Update 16th October 2016
Welcome to a special Update regarding a private preview of my new stock to be held in Charlotte NC on Saturday 29th October.
With the receipt of my new US visa in the last few days, I can finally travel over to display the new stock guns that have been occupying my workshop time since April.
With the help of Bob Nay of MacNab Fine Firearms, I have managed to secure a lovely venue at Sir Edmond Halley’s Pub in Charlotte for the afternoon of Saturday 29th October, 12:00 Noon to approximately 4:00 PM.
Sir Ed’s will kindly be providing hors d' oeuvres and your first drink is on me! There will also be a raffle for some Heritage Guns items, draw to be held on Sunday.
It will take place in the function rooms at the back of the pub.
Location: Sir Edmond Halley's Pub
4151 Park Road A
Charlotte, NC 28209
We generally tell people that it is located on the "back side of the Park Road Shopping Centre in Charlotte" but if you have any difficulty in finding the address you can contact Bob Nay on email@example.com or 704-796-6364.
The new stock guns have all been listed on my web site Stock Page but with only very brief descriptions so far. The usual detailed information pages will hopefully be uploaded before I fly out but if you have specific questions in the meantime, please do not hesitate to contact me.
The guns are as follows:
Henry Atkin (From Purdey’s) 12g SL no 274
Some may recall this gun from some time back. In the meantime, we have TIG sleeved it to the original barrel length and have had Teague Interchangeable Chokes fitted.
This gun is probably the earliest hammerless gun in the highest condition we have ever handled and has to be seen to appreciate the remarkable crispness of engraving and much remaining colour. Aesthetically it gives many nods to its hammergun forebears including a half cock bent!

Directions for this task: Continue the stock preview update from its last sentence, in the same voice. The lines below are not needed for this.

Data lines:
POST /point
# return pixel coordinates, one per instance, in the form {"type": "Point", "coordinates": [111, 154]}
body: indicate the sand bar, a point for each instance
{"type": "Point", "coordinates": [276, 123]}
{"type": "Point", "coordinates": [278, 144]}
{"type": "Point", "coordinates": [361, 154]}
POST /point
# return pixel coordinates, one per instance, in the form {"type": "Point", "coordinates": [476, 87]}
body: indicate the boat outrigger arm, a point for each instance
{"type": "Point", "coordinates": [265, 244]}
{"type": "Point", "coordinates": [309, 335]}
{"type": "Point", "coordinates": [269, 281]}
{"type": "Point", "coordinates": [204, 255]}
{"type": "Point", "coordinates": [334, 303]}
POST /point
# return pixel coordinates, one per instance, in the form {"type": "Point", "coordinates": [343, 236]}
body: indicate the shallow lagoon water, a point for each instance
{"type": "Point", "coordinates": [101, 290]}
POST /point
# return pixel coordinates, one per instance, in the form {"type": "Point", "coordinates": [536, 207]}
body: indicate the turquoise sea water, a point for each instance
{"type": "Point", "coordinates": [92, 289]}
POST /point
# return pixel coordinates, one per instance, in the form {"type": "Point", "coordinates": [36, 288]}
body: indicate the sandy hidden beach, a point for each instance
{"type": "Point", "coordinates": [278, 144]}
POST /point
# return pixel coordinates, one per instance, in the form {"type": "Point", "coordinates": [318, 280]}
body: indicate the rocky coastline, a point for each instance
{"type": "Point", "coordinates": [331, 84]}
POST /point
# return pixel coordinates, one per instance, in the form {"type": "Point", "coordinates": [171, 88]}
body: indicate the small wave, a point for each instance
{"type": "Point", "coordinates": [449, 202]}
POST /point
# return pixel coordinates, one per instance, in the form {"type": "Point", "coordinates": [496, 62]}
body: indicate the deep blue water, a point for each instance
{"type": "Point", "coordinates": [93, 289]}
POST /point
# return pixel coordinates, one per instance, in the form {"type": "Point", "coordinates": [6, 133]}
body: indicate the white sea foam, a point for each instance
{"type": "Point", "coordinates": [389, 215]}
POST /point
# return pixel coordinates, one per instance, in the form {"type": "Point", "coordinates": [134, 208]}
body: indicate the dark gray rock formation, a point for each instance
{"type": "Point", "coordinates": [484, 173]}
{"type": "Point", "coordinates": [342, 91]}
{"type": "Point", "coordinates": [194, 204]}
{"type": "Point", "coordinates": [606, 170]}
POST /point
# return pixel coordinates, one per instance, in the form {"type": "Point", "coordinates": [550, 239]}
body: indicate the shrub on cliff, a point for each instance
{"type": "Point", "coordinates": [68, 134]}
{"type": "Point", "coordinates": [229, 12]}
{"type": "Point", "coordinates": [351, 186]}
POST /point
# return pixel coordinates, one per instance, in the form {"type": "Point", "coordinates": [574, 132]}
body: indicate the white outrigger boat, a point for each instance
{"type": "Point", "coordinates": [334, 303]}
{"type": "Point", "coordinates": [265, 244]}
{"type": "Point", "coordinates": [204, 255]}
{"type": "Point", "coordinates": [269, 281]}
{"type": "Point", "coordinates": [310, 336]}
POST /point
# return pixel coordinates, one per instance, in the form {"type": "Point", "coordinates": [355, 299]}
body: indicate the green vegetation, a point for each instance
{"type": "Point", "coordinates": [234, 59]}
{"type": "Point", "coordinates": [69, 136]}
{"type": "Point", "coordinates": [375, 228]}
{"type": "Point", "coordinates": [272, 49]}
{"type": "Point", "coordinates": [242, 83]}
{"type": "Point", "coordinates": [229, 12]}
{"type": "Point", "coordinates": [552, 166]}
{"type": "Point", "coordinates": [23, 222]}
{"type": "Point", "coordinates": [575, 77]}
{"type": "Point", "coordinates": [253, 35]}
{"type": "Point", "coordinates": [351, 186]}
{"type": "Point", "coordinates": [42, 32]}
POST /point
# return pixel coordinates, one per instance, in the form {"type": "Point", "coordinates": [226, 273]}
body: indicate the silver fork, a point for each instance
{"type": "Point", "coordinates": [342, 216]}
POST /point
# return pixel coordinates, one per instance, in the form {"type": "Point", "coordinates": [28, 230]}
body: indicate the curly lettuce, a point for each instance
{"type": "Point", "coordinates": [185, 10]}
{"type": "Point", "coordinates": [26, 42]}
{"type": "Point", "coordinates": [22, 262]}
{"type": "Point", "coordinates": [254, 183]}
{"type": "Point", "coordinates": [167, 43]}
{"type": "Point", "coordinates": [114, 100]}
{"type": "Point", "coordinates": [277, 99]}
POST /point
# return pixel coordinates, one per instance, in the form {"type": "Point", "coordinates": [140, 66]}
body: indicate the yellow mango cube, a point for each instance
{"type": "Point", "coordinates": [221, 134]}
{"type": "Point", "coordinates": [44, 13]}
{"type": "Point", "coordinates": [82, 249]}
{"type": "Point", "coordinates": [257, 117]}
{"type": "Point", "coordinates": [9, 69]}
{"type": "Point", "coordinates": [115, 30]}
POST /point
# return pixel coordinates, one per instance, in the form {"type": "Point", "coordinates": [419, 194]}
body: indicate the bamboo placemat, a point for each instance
--
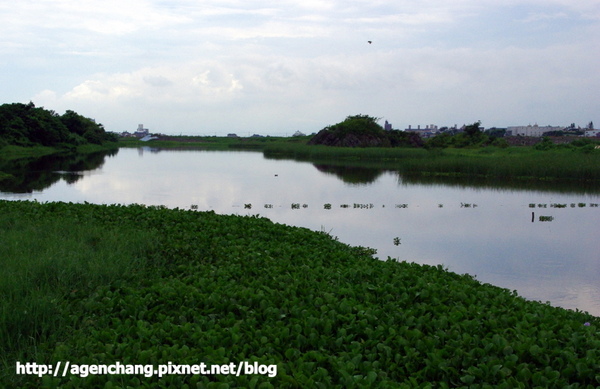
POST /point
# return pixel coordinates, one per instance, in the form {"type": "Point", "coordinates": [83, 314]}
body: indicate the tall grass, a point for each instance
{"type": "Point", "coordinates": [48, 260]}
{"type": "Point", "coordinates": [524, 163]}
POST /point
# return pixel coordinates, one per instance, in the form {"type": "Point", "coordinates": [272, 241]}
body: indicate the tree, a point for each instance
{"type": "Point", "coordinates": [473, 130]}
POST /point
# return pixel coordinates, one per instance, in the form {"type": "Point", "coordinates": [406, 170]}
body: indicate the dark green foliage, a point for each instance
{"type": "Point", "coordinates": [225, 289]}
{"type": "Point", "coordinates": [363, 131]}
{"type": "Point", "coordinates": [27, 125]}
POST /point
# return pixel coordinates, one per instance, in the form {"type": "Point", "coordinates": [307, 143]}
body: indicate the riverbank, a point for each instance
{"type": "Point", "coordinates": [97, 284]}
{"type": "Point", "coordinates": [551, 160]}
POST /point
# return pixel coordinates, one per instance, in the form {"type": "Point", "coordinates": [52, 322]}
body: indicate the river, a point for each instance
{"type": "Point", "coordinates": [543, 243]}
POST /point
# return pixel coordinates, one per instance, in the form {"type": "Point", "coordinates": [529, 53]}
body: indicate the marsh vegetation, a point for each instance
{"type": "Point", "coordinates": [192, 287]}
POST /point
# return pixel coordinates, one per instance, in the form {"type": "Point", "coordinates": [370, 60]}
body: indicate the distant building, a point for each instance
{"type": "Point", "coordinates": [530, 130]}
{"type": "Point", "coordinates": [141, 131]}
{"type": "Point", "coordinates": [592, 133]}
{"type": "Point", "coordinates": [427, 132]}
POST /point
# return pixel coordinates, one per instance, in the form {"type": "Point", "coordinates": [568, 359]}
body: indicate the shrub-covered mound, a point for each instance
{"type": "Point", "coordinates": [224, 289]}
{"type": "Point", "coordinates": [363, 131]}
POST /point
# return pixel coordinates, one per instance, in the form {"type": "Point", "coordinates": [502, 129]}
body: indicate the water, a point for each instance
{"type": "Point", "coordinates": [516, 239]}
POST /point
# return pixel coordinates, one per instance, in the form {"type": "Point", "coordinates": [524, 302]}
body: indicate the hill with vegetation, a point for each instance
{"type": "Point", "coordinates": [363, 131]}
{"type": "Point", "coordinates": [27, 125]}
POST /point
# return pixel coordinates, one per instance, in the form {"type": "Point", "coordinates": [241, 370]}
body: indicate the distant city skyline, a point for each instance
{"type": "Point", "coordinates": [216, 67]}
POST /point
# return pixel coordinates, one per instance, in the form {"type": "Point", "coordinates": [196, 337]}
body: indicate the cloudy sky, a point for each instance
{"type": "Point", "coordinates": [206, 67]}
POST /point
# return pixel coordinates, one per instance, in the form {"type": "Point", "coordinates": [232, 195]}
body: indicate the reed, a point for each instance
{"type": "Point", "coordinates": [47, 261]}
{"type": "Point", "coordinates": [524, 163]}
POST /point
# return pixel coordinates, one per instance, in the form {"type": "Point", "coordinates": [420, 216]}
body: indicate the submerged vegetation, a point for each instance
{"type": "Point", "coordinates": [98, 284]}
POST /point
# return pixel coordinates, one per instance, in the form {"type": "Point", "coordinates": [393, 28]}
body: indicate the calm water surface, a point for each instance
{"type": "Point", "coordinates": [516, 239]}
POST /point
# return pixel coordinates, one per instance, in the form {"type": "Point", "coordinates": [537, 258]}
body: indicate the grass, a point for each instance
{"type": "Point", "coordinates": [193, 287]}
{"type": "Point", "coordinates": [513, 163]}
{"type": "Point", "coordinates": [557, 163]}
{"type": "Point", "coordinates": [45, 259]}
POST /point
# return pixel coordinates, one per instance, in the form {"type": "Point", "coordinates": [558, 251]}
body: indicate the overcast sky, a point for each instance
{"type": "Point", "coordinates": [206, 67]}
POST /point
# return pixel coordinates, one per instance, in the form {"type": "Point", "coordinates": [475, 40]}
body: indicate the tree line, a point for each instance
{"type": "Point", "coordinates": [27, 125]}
--
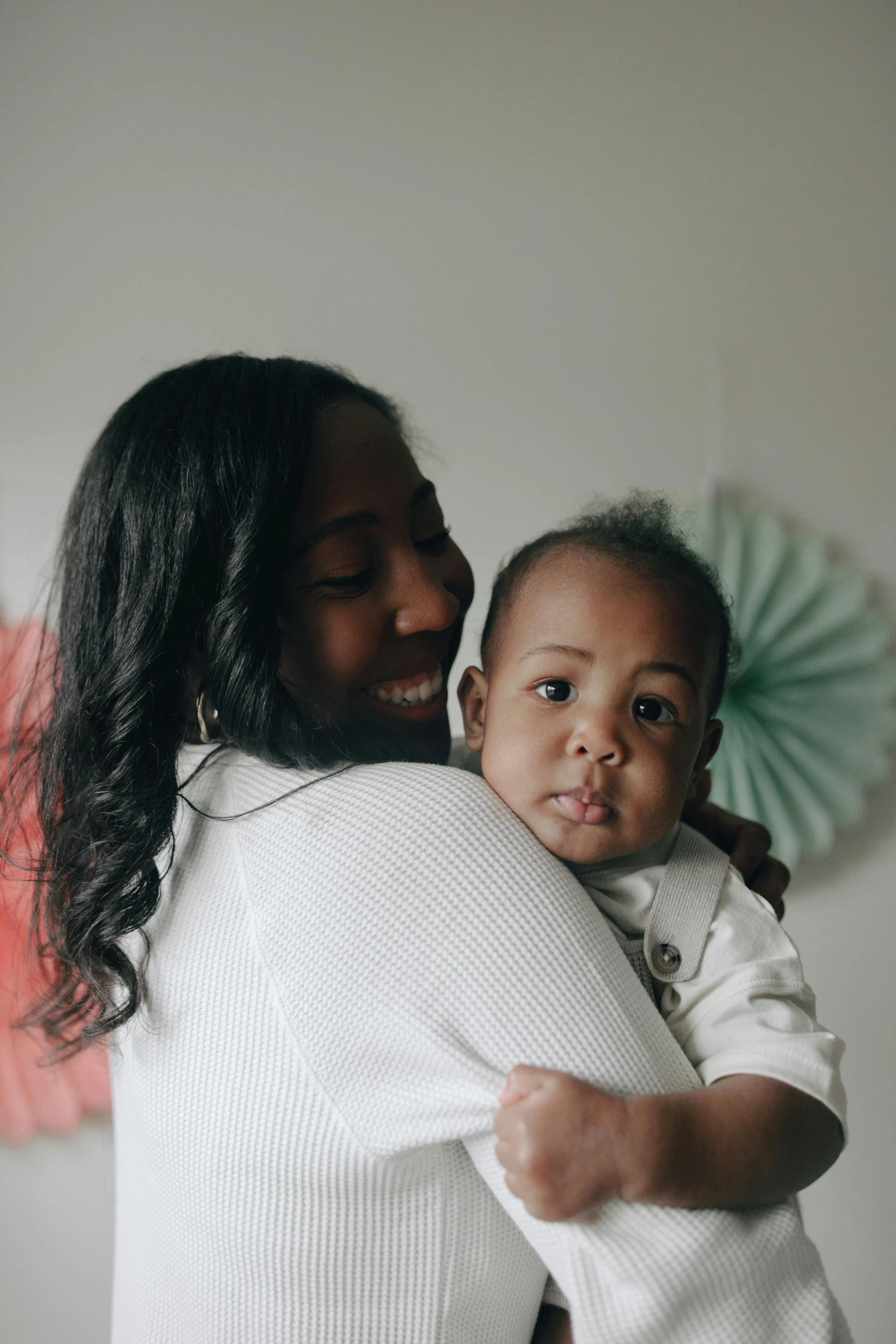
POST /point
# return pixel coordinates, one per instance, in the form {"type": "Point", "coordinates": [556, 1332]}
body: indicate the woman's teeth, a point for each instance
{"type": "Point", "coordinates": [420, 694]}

Task output:
William Cashmore 12g BL Pigeon Gun no 4739
This gun appeared unexpectedly in a rather dilapidated gun case and on closer inspection turned out to be a most interesting example of a special order ‘Pigeon Gun’. Complete with file cut rib and standard 2 ¾” chambers, it hid its speciality under a ‘Plain Jane’ cloak and it was only when the wood had been cleaned up and the barrels measured that the truth became apparent. It wears the most startling wood and a very unusual short rib, possibly to increase weight without affecting balance.
John Dickson & Son 12g Round Action Ejector no 4373
One does not have to look very hard to appreciate the loveliness of this gun. Complete with damascus barrels and a brand new stock, both of excellent dimensions, this is a very desirable gun. What is amazing is it is actually a composition of two quite separate guns: the barrels and forend of no 4654 and the action of no 4373. These were brought together sometime in the past but the project was not really finished. We have spent 18 months making someone’s dream a reality and are most pleased with the results.
Holland & Holland 16g ‘Climax’ SL no 7455
Bought at auction with thin and badly pitted barrels, TIG sleeving was the only option to bring this lovely gun back into service. What is unusual is the quality and condition of the action and wood: quite considerable amounts of original hardening colour are apparent is protected areas and the 15” original one piece stock is a classic bit of old French walnut.
Thomas Johnson 16g Bar in Wood Hammergun no 3444
This is another lovely old gun, relegated to the back of the gun cabinet by thin original barrels. Again, TIG sleeving was the obvious course of action and we are delighted with how well the gun has come out.
Featuring the ‘modern’ top lever and Purdey’s Bolt, it also carries a grip safety so it can be said that this gun bridges the earlier muzzle loading era and the new-fangled breach loaders.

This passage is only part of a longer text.